EXERCISE TASK:
Can you reproduce the data below word for word, keeping every line as it stands?
※
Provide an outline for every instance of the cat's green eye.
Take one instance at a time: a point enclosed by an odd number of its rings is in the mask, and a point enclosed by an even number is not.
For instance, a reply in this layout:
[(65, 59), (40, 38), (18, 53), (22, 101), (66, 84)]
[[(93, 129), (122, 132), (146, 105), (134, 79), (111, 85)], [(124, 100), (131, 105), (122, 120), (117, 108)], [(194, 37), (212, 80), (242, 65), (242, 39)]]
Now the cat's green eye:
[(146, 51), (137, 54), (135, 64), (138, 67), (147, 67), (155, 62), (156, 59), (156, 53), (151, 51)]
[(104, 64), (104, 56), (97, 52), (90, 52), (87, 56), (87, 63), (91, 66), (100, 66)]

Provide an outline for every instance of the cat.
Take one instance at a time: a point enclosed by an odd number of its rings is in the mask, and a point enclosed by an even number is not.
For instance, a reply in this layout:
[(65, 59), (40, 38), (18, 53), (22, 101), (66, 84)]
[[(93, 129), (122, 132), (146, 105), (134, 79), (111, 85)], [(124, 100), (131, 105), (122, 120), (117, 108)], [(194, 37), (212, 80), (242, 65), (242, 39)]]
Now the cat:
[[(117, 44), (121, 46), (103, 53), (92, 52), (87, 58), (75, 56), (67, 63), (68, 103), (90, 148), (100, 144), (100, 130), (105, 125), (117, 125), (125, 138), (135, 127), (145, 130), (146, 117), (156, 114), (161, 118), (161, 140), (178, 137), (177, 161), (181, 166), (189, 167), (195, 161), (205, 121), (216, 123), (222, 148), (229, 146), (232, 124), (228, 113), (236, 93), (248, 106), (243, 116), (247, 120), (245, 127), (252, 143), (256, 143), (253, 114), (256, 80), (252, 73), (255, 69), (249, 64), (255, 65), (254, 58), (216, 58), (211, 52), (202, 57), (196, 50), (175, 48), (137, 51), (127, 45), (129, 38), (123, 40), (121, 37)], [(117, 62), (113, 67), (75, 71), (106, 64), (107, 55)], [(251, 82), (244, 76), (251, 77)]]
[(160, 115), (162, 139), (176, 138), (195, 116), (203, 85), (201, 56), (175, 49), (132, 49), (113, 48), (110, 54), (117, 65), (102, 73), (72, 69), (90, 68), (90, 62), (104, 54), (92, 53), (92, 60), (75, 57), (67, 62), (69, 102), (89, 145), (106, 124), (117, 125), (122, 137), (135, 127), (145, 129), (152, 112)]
※
RESPONSE:
Provide an outline for every instance of the cat's green eye.
Take one instance at a time: a point enclosed by an odd number of its rings is in the mask, and a point enclosed by an even number is not.
For instance, a reply in this layout:
[(65, 59), (40, 38), (18, 53), (22, 101), (66, 84)]
[[(93, 129), (122, 132), (146, 105), (134, 79), (111, 85)], [(124, 100), (131, 105), (122, 120), (117, 108)], [(194, 37), (212, 80), (242, 65), (242, 39)]]
Now the cat's green eye:
[(146, 51), (137, 54), (135, 64), (138, 67), (147, 67), (155, 62), (156, 59), (156, 53), (151, 51)]
[(104, 64), (104, 56), (97, 52), (90, 52), (87, 56), (87, 63), (91, 66), (100, 66)]

Provide an outline for every instance of the cat.
Take one instance at a time: a point enclosed by an odd number of its rings is in the mask, and a point enclosed by an even number is not.
For instance, a reply in this layout:
[(65, 59), (40, 38), (18, 53), (22, 101), (66, 84)]
[[(93, 129), (122, 132), (146, 105), (134, 79), (111, 85)], [(124, 100), (131, 105), (122, 120), (117, 108)], [(194, 37), (212, 80), (242, 65), (242, 39)]]
Now the cat:
[[(117, 44), (121, 46), (103, 53), (92, 52), (87, 58), (75, 56), (67, 63), (68, 103), (90, 148), (100, 144), (100, 130), (105, 125), (117, 125), (125, 138), (135, 127), (145, 130), (146, 117), (156, 114), (161, 118), (161, 140), (178, 137), (177, 161), (181, 166), (189, 167), (195, 161), (205, 121), (216, 123), (222, 148), (229, 146), (232, 124), (228, 113), (236, 93), (248, 106), (243, 116), (247, 120), (245, 127), (252, 143), (256, 143), (253, 114), (256, 80), (252, 73), (255, 69), (249, 64), (255, 65), (254, 58), (216, 58), (211, 52), (202, 57), (196, 50), (175, 48), (137, 51), (127, 45), (129, 38), (123, 40), (121, 37)], [(117, 62), (113, 67), (75, 71), (106, 64), (107, 55)], [(251, 82), (244, 76), (251, 77)]]
[(160, 115), (162, 139), (176, 138), (195, 116), (203, 85), (201, 56), (175, 49), (132, 49), (113, 48), (110, 54), (117, 65), (102, 73), (72, 69), (90, 68), (90, 62), (104, 54), (92, 53), (92, 60), (75, 57), (67, 62), (69, 102), (89, 145), (106, 124), (117, 125), (122, 137), (135, 127), (145, 129), (152, 112)]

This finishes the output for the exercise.